▶ _Document source_:
Entretien avec Jacky Bardot CMTRA : Jacky Bardot, tu as maintenant à ton actif un grand nombre de collectages surtout autour de la chanson traditionnelle. Tu proposes une intervention dans le stage de chant traditionnel qui aura lieu les 24, 25 et 26 janvier 1997 à Saint-Fons. Cette intervention porte le titre de "Réflexions sur l'enquête ethnomusicologique où l'enquêteur devient l'objet de sa propre enquête". Quels sont tes centres d'intérêt lors d'une collecte ?

Jacky Bardot : Mon premier centre d'intérêt était de recueillir des "monuments" comme l'on disait au XIX ème siècle, c'est-à-dire des chansons, des musiques et de faire acte de "muséographie", de mise en collections. Mais au-delà, il y a un aspect Humain avec un grand "H", c'est-à-dire la relation qu'entretiennent les personnes par rapport à ce que nous, nous appelons musique traditionnelle ou chanson traditionnelle.

Je ne suis pas le seul à avoir constaté ce genre de choses. Pour eux, ce n'est pas très important : la musique, c'est la grande musique, c'est celle que l'on entend à la radio, qui est diffusée et puis il y a "leurs petites choses" qui sont considérées comme des choses moins importantes.

Ce qui m'intéressait aussi, c'est que j'ai le sentiment qu'il y a des traditions mais derrière il y a une autre tradition. Pour prendre une image, si l'on disait que la tradition est un diamant, celui-ci renverrait des couleurs différentes suivant l'angle d'éclairage. De cette manière, ce qui m'intéressait c'était presque d'essayer de rencontrer les gens en amont de leur culture parce que l'on s'aperçoit qu'il y a des constantes qui se dégagent dans les différentes traditions : des constantes de traitements, de gammes ou de rythmes mais qui sont traitées souvent différemment. Au-delà de ces formes qui nous sont données à entendre ou à voir, il y a quelque chose en amont.

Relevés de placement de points

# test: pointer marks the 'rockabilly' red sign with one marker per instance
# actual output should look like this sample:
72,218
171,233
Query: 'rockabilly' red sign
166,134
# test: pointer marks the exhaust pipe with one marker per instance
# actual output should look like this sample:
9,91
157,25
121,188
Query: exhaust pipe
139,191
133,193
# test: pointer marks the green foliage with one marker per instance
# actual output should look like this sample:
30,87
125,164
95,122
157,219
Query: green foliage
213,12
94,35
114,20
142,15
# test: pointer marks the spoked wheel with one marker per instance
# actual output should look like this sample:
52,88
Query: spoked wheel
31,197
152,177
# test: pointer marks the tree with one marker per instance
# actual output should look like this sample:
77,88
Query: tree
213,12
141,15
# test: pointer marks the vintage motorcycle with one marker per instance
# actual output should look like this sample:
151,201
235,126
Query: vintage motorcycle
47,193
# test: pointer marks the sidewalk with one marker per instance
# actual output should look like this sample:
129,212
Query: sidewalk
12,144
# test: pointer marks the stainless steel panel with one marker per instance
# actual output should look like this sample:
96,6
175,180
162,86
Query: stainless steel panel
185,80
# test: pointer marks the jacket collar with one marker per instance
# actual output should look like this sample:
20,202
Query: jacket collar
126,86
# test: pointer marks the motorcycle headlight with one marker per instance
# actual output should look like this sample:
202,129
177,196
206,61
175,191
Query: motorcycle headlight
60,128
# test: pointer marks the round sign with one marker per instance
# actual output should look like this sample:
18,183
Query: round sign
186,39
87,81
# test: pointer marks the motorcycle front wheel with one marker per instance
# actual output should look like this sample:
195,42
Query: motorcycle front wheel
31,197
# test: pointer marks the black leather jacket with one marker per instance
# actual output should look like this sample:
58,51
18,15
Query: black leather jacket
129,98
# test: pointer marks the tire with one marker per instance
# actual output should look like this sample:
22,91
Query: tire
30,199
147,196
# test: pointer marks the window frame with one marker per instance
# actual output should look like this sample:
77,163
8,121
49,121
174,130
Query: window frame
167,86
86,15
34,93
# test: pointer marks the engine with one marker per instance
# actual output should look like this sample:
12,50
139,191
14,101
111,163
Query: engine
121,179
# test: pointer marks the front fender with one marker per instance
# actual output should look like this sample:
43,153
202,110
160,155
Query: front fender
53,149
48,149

...

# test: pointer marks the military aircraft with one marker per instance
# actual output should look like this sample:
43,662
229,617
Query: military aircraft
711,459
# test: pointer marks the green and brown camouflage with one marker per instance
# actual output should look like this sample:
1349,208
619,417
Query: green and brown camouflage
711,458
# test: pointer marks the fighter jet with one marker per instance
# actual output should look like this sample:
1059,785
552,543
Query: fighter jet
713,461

▶ _Consigne A_: Relevez chaque ligne où figure la chaîne "stainless".
▶ _Consigne B_: Poursuivez l'entretien sur la chanson traditionnelle à la suite de sa dernière phrase.
L'entretien et les lignes n'ont aucun rapport entre eux.

▶ _Réponse rédigée A_:
# test: pointer marks the stainless steel panel with one marker per instance
Query: stainless steel panel

▶ _Réponse rédigée B_:
Cependant, cette sensation, cette réflexion n'a pas été immédiate, elle est venue progressivement. Très souvent, on a beaucoup de mal à se rendre compte que ces musiques étaient plongées dans un environnement sonore tout à fait particulier, qui n'a plus rien de commun avec le nôtre. Il y avait l'omniprésence de sons de la nature, des animaux, des éléments naturels qui, à mon avis, déterminent pour beaucoup la manière de l'incorporer à tout cela, de se l'approprier et de la restituer sous une forme humaine et musicale. Si l'on prend les sociétés paysannes, elles sont marquées par le rythme des saisons, les travaux, les fêtes religieuses, en fait, tout l'aspect rituel qui intervient dans la manière de concevoir les choses. Pour anecdote, j'avais un voisin (qui est décédé aujourd'hui) qui un jour m'a dit qu'il connaissait la "Chanson du mois de Mai" (chanson que l'on chante dans la nuit du 30 avril au 1er mai) ; je lui ai donc demandé de me la chanter et il m'a répondu qu'on n'était pas le 1er mai. Sur le coup j'ai été très surpris, puis après réflexion je me suis dit qu'il avait raison puisque cette chanson on ne l'entend que ce jour-là. De plus on ne l'entend que d'une manière particulière parce qu'en général les chanteurs de Mai passent la nuit et le 1er mai c'est aussi le premier jour où le rossignol est censé chanter. Le fait d'entendre la chanson chantée de très loin puis s'approcher peu à peu, cela change beaucoup de choses par rapport à l'objet, l'espace, le moment...

Il y a toute une prise en compte : la musique n'est pas un objet seulement esthétique, pour le plaisir de l'écoute mais c'est une manière de s'intégrer dans l'environnement dans sa totalité, c'est-à-dire le temps, le lieu ... CMTRA : Est-ce que ces chansons qui ont été forgées, utilisées dans un contexte global de société rurale, ont une chance de survie hors ce contexte, dans notre société contemporaine où il n'y a évidemment plus du tout la même pensée, les mêmes manières de vivre ?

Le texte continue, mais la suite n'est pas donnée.